PROBLEM TO WORK ON | Present all of the material below as a numbered list, one entry per line, with blank lines omitted.

* * * * * * * * *

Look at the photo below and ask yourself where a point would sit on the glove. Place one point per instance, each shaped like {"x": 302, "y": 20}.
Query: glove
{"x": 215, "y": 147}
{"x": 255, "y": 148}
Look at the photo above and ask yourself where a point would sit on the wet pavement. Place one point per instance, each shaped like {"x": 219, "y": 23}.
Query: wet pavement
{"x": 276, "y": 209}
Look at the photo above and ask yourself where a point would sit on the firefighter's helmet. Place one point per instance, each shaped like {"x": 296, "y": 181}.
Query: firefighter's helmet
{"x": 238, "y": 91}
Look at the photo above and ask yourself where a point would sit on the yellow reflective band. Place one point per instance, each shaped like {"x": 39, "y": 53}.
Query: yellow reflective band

* * * * * * * * *

OUTPUT |
1. Look at the photo below and ask yourself where a point would sit on the glove. Place one point per instance, each shaped like {"x": 302, "y": 20}.
2. Query: glove
3. {"x": 215, "y": 147}
4. {"x": 255, "y": 148}
5. Look at the photo above and ask yourself where a point would sit on the wet pavement. Place one point per instance, each shaped like {"x": 219, "y": 23}.
6. Query: wet pavement
7. {"x": 276, "y": 209}
8. Look at the photo above and ask yourself where a point would sit on the firefighter's helmet. Place one point per instance, each shaped like {"x": 296, "y": 181}.
9. Query: firefighter's helmet
10. {"x": 238, "y": 91}
11. Look at the photo above and ask yourself where a point would sit on the yellow reflective band. Place one point per instance, each shaped like {"x": 39, "y": 53}.
12. Query: yellow reflective band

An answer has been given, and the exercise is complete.